◆ **REQUEST 1**:
Extract every line of the records below that contains the string "model".

◆ **SOURCE**:
0

I have input dataframe as below.

 +-------+----------------+------------+   
 |ID     |Title           |values      |    
 +-------+----------------+------------+  
 |ID-1   |First Name      |Jolly       |  
 |ID-1   |Middle Name     |Jr          |  
 |ID-1   |Last Name       |Hudson      |  
 |ID-2   |First Name      |Kathy       |  
 |ID-2   |Last Name       |Oliver      |  
 |ID-3   |Last Name       |Short       |  
 |ID-3   |Middle Name     |M           |  
 |ID-4   |First Name      |Denver      |  
 +-------+----------------+------------+   

I require the output as follows:

 +-------+----------------+---------------+--------------+  
 |ID     |First Name      |Middle Name    | Last Name    |   
 +-------+----------------+---------------+--------------+ 
 |ID-1   |Jolly           |Jr             | Hudson       |      
 |ID-2   |Kathy           |null           | Oliver       | 
 |ID-3   |null            |M              | Short        |
 |ID-4   |Denver          |null           | null         |
 +-------+----------------+---------------+--------------+   

Please suggest the possible solutions to obtain this result.
Thanks in advance.

Sindu
  • 3
  • 2
  • I am new to programming and did not know that this is called pivoting.. Hence wouldn't have understood that the post you mentioned is similar one – Sindu Aug 31 '18 at 02:03

1 Answers1

0

Here's one approach that groups the dataset by pivoting the Title to aggregate the Values using first:

val df = Seq(
  ("ID-1", "First Name", "Jolly"),
  ("ID-1", "Middle Name", "Jr"),
  ("ID-1", "Last Name", "Hudson"),
  ("ID-2", "First Name", "Kathy"),
  ("ID-2", "Last Name", "Oliver"),
  ("ID-3", "Last Name", "Short"),
  ("ID-3", "Middle Name", "M"),
  ("ID-4", "First Name", "Denver")

◆ **REQUEST 2**:
List each distinct ID value in the input dataframe shown in the pivoting thread above.

Dataset extracts labeled with boxes:
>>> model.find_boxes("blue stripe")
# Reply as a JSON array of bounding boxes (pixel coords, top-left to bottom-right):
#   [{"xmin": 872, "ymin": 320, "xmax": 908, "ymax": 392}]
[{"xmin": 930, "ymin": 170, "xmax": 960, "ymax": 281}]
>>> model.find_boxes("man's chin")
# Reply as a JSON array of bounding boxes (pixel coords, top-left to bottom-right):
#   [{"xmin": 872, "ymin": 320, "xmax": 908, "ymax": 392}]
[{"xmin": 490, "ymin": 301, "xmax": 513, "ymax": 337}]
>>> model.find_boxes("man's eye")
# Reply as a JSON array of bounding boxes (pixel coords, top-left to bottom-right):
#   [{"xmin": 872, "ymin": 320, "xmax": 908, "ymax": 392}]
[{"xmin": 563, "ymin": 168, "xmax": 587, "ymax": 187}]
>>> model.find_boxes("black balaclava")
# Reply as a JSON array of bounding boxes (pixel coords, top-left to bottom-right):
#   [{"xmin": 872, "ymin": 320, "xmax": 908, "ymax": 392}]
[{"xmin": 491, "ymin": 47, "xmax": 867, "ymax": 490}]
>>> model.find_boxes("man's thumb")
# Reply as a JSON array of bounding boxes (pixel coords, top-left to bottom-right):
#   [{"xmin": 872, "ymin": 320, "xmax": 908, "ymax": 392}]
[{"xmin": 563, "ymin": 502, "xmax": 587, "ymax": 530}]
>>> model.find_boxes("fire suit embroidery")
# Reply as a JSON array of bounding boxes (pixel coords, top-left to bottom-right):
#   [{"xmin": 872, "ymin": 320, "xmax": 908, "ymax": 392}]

◆ **EXERCISE OUTPUT 1**:
>>> model.find_boxes("blue stripe")
>>> model.find_boxes("man's chin")
>>> model.find_boxes("man's eye")
>>> model.find_boxes("black balaclava")
>>> model.find_boxes("man's thumb")
>>> model.find_boxes("fire suit embroidery")

◆ **EXERCISE OUTPUT 2**:
ID-1, ID-2, ID-3, ID-4